===== DATASET RECORDS
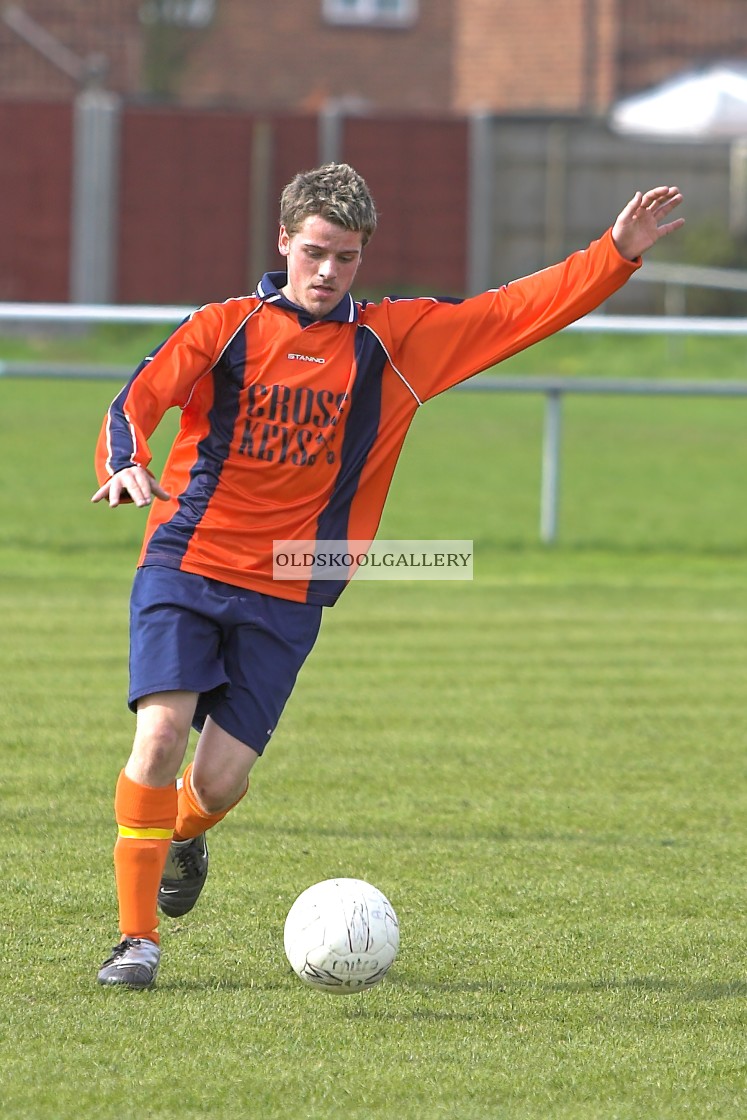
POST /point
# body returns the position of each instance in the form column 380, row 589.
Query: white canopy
column 707, row 104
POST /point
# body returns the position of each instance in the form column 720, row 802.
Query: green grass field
column 544, row 771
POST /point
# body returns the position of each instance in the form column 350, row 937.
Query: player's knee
column 216, row 793
column 159, row 745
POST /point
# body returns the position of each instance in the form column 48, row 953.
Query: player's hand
column 641, row 224
column 134, row 483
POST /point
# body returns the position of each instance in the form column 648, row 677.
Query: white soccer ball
column 342, row 935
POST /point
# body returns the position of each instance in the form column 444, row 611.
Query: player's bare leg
column 212, row 785
column 146, row 809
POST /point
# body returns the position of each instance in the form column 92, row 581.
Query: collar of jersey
column 269, row 287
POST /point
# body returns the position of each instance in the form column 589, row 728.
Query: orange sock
column 146, row 818
column 192, row 820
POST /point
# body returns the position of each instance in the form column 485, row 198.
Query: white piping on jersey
column 150, row 358
column 211, row 367
column 389, row 358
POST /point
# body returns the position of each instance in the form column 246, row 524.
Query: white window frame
column 370, row 14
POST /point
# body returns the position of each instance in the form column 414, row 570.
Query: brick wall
column 272, row 56
column 502, row 55
column 35, row 187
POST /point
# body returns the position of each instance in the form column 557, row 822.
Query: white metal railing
column 553, row 388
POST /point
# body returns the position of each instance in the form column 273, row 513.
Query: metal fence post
column 550, row 495
column 481, row 263
column 94, row 218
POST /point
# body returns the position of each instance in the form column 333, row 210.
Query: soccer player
column 295, row 404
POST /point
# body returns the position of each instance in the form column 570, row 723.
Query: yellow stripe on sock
column 145, row 833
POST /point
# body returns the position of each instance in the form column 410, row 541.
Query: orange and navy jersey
column 291, row 428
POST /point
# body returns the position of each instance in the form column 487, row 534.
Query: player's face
column 323, row 259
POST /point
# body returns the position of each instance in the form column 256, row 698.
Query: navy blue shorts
column 240, row 650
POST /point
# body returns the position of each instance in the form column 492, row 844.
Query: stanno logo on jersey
column 306, row 357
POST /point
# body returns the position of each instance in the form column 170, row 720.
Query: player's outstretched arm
column 132, row 482
column 641, row 224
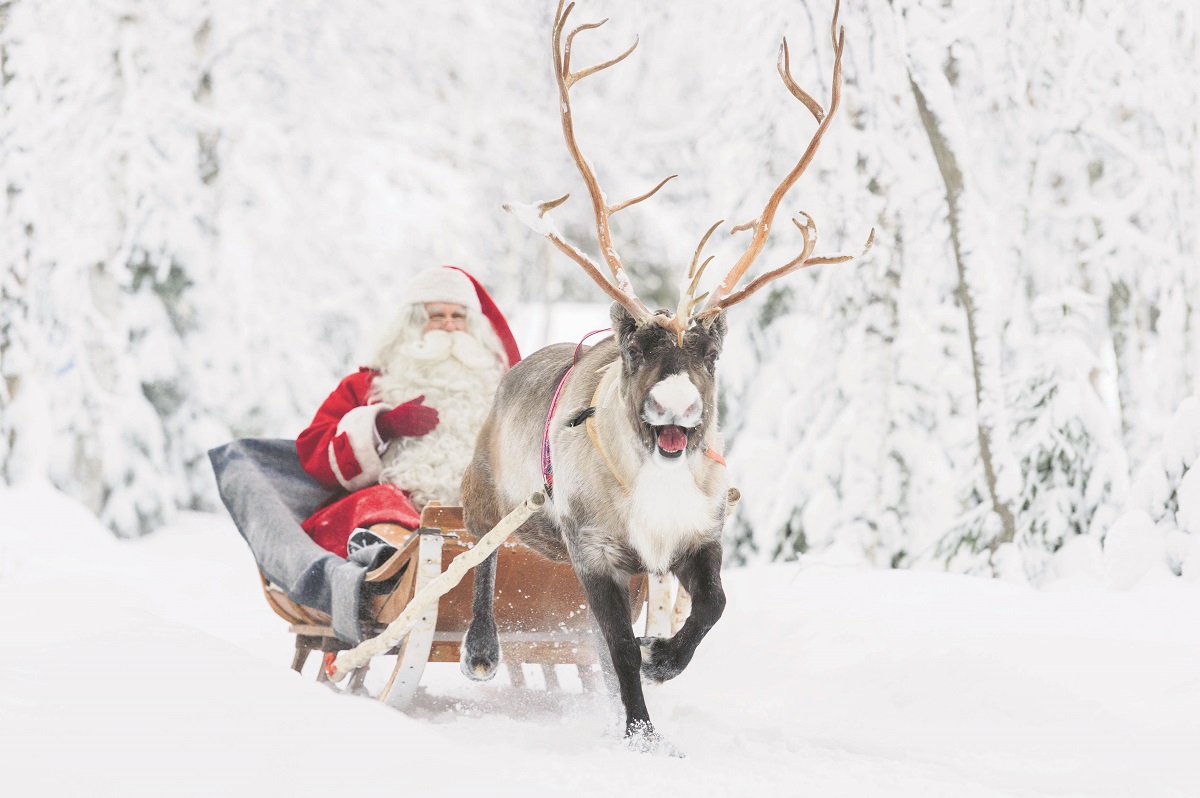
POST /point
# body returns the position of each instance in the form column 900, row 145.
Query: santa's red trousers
column 331, row 526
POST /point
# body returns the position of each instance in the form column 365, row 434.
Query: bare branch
column 613, row 209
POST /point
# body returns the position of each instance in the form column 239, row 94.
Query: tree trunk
column 952, row 177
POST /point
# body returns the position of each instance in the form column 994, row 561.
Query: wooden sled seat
column 541, row 612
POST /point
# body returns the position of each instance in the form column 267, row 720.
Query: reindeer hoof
column 658, row 660
column 480, row 655
column 641, row 738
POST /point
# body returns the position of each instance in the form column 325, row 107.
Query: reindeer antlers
column 623, row 291
column 723, row 297
column 691, row 309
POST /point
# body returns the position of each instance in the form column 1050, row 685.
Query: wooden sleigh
column 540, row 610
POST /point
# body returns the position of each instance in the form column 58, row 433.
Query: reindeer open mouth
column 672, row 409
column 671, row 439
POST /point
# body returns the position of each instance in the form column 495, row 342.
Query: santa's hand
column 411, row 419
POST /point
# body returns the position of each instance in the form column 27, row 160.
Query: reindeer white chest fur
column 661, row 507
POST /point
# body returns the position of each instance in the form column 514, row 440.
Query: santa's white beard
column 457, row 377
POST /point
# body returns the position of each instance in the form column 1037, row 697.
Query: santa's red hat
column 457, row 286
==========
◆ **GOAL**: Give every line of the rows above as a Markdown table with two columns, Number and Line, numbering the lines in order and skipping blank ones. Leave the pictures out.

◆ **THE SOLUTION**:
| Number | Line |
|---|---|
| 1 | POST /point |
| 2 | # body returns the position of each instance in the form column 380, row 589. |
| 3 | Query: white canopy |
| 4 | column 707, row 104 |
| 5 | POST /point |
| 6 | # body returns the position of each instance in the form column 720, row 802. |
| 7 | Query: green grass field |
| 8 | column 544, row 771 |
| 9 | POST /point |
| 10 | # body returns the position of each instance in the form column 350, row 937. |
| 11 | Query: player's knee |
| 12 | column 216, row 793 |
| 13 | column 159, row 745 |
| 14 | POST /point |
| 15 | # body returns the position of each instance in the form column 48, row 953. |
| 16 | Query: player's hand |
| 17 | column 641, row 224 |
| 18 | column 134, row 483 |
| 19 | POST /point |
| 20 | # body returns the position of each instance in the form column 648, row 677. |
| 21 | Query: white soccer ball |
| 22 | column 342, row 935 |
| 23 | POST /point |
| 24 | # body returns the position of each instance in the form column 444, row 611. |
| 25 | Query: player's bare leg |
| 26 | column 212, row 785 |
| 27 | column 146, row 809 |
| 28 | POST /point |
| 29 | # body returns the position of each instance in the form column 92, row 581. |
| 30 | Query: collar of jersey |
| 31 | column 269, row 287 |
| 32 | POST /point |
| 33 | # body returns the position of each instance in the form column 589, row 728. |
| 34 | Query: orange sock |
| 35 | column 146, row 818 |
| 36 | column 192, row 820 |
| 37 | POST /point |
| 38 | # body returns the position of each instance in the form column 485, row 198. |
| 39 | Query: white piping on jersey |
| 40 | column 150, row 358 |
| 41 | column 211, row 367 |
| 42 | column 389, row 358 |
| 43 | POST /point |
| 44 | # body returns the position of each instance in the form column 246, row 524. |
| 45 | Query: white window frame |
| 46 | column 370, row 14 |
| 47 | POST /point |
| 48 | # body returns the position of each instance in the form column 414, row 570. |
| 49 | Query: brick wall |
| 50 | column 272, row 56 |
| 51 | column 502, row 55 |
| 52 | column 35, row 187 |
| 53 | POST /point |
| 54 | # body returns the position of each instance in the form column 557, row 822. |
| 55 | Query: white metal railing |
| 56 | column 553, row 388 |
| 57 | POST /point |
| 58 | # body returns the position of each instance in the form column 273, row 513. |
| 59 | Query: metal fence post |
| 60 | column 550, row 495 |
| 61 | column 481, row 263 |
| 62 | column 94, row 218 |
| 63 | POST /point |
| 64 | # body returns the position of each instance in the form column 333, row 210. |
| 65 | Query: soccer player |
| 66 | column 295, row 404 |
| 67 | POST /point |
| 68 | # body returns the position of each instance in the form column 570, row 723. |
| 69 | Query: yellow stripe on sock |
| 70 | column 145, row 833 |
| 71 | POST /point |
| 72 | # body returns the position of each instance in the form column 410, row 541. |
| 73 | Query: orange and navy jersey |
| 74 | column 291, row 428 |
| 75 | POST /point |
| 76 | # body returns the position of each instance in the form column 487, row 534. |
| 77 | Query: player's face |
| 78 | column 323, row 259 |
| 79 | POST /point |
| 80 | # body returns the position of each instance in the form column 256, row 698. |
| 81 | Query: navy blue shorts |
| 82 | column 240, row 650 |
| 83 | POST /point |
| 84 | # body returns the position of each instance in the form column 492, row 844. |
| 85 | Query: stanno logo on jersey |
| 86 | column 306, row 357 |
| 87 | POST /point |
| 88 | # body returns the position of each instance in the form column 170, row 720. |
| 89 | Query: player's outstretched arm |
| 90 | column 132, row 482 |
| 91 | column 641, row 224 |
| 92 | POST /point |
| 93 | # body returns the position of each instance in the form column 900, row 145. |
| 94 | Query: santa's red trousers |
| 95 | column 331, row 526 |
| 96 | POST /point |
| 97 | # body returns the position of each instance in the form column 365, row 434. |
| 98 | Query: bare branch |
| 99 | column 613, row 209 |
| 100 | POST /point |
| 101 | # body returns the position of each instance in the form column 239, row 94. |
| 102 | Query: tree trunk |
| 103 | column 952, row 177 |
| 104 | POST /point |
| 105 | # body returns the position of each instance in the form column 994, row 561. |
| 106 | Query: wooden sled seat |
| 107 | column 541, row 612 |
| 108 | POST /point |
| 109 | # body returns the position of each instance in the form column 267, row 720. |
| 110 | Query: reindeer hoof |
| 111 | column 658, row 660 |
| 112 | column 480, row 655 |
| 113 | column 641, row 738 |
| 114 | POST /point |
| 115 | # body returns the position of each instance in the form column 325, row 107. |
| 116 | Query: reindeer antlers |
| 117 | column 623, row 291 |
| 118 | column 723, row 297 |
| 119 | column 691, row 309 |
| 120 | POST /point |
| 121 | # body returns the position of each instance in the form column 1050, row 685. |
| 122 | Query: wooden sleigh |
| 123 | column 540, row 610 |
| 124 | POST /point |
| 125 | # body returns the position of each instance in the form column 58, row 433. |
| 126 | Query: reindeer open mouth |
| 127 | column 672, row 409 |
| 128 | column 671, row 439 |
| 129 | POST /point |
| 130 | # body returns the position of each instance in the form column 495, row 342. |
| 131 | Query: santa's hand |
| 132 | column 411, row 419 |
| 133 | POST /point |
| 134 | # body returns the position of each instance in the form column 27, row 160. |
| 135 | Query: reindeer white chest fur |
| 136 | column 661, row 507 |
| 137 | POST /point |
| 138 | # body returns the position of each instance in the form column 514, row 440. |
| 139 | Query: santa's white beard |
| 140 | column 457, row 377 |
| 141 | POST /point |
| 142 | # body returns the position of each instance in the form column 1037, row 697. |
| 143 | Query: santa's red hat |
| 144 | column 457, row 286 |